To-do item: Lay out the material below as a numbered list, leaving out any blank lines.

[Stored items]
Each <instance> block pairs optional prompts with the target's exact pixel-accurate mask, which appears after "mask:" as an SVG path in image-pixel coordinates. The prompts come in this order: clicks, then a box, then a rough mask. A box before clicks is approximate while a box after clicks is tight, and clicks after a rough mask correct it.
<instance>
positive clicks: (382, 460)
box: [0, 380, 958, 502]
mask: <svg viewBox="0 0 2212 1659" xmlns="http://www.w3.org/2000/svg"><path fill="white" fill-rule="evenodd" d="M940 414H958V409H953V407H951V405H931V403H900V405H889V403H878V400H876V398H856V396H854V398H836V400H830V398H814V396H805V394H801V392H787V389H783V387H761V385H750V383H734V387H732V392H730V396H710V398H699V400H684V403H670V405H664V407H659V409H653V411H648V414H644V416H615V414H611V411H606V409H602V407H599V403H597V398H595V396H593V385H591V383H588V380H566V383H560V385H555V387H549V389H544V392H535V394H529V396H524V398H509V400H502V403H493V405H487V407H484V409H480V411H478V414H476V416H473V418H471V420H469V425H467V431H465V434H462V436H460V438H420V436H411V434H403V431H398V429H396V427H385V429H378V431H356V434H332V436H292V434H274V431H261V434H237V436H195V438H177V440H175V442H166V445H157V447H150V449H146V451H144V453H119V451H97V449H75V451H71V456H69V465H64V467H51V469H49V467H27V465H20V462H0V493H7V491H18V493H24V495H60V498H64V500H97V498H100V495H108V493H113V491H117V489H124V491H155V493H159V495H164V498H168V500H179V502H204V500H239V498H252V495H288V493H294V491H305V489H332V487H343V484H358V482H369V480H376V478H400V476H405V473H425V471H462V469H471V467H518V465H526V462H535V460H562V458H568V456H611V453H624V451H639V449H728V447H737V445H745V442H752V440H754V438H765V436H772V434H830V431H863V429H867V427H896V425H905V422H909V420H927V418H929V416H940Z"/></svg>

Solution to the problem:
1. Each <instance> block pairs optional prompts with the target's exact pixel-accurate mask, which appears after "mask:" as an SVG path in image-pixel coordinates. The prompts come in this order: clicks, then a box, then a rough mask. A box before clicks is approximate while a box after clicks is tight, and clicks after a rough mask correct it.
2. <instance>
3. positive clicks: (382, 460)
4. box: [0, 380, 958, 502]
5. mask: <svg viewBox="0 0 2212 1659" xmlns="http://www.w3.org/2000/svg"><path fill="white" fill-rule="evenodd" d="M940 414H958V409H953V407H951V405H931V403H900V405H889V403H878V400H876V398H856V396H854V398H836V400H830V398H814V396H805V394H801V392H787V389H783V387H761V385H750V383H734V387H732V392H730V396H710V398H699V400H684V403H670V405H664V407H659V409H653V411H648V414H644V416H615V414H611V411H606V409H602V407H599V403H597V398H595V396H593V385H591V383H588V380H566V383H560V385H555V387H549V389H544V392H535V394H529V396H524V398H509V400H502V403H493V405H487V407H484V409H480V411H478V414H476V416H473V418H471V420H469V425H467V431H465V434H462V436H460V438H420V436H411V434H403V431H398V429H396V427H385V429H378V431H356V434H332V436H292V434H274V431H261V434H237V436H195V438H177V440H175V442H166V445H157V447H150V449H146V451H144V453H119V451H97V449H75V451H71V456H69V465H64V467H51V469H49V467H27V465H20V462H0V493H7V491H18V493H24V495H60V498H64V500H97V498H100V495H108V493H113V491H117V489H124V491H155V493H159V495H164V498H168V500H179V502H204V500H239V498H252V495H288V493H294V491H305V489H332V487H343V484H358V482H369V480H376V478H400V476H405V473H425V471H462V469H471V467H518V465H526V462H535V460H562V458H568V456H611V453H624V451H639V449H728V447H737V445H745V442H752V440H754V438H765V436H772V434H830V431H863V429H867V427H896V425H905V422H909V420H927V418H929V416H940Z"/></svg>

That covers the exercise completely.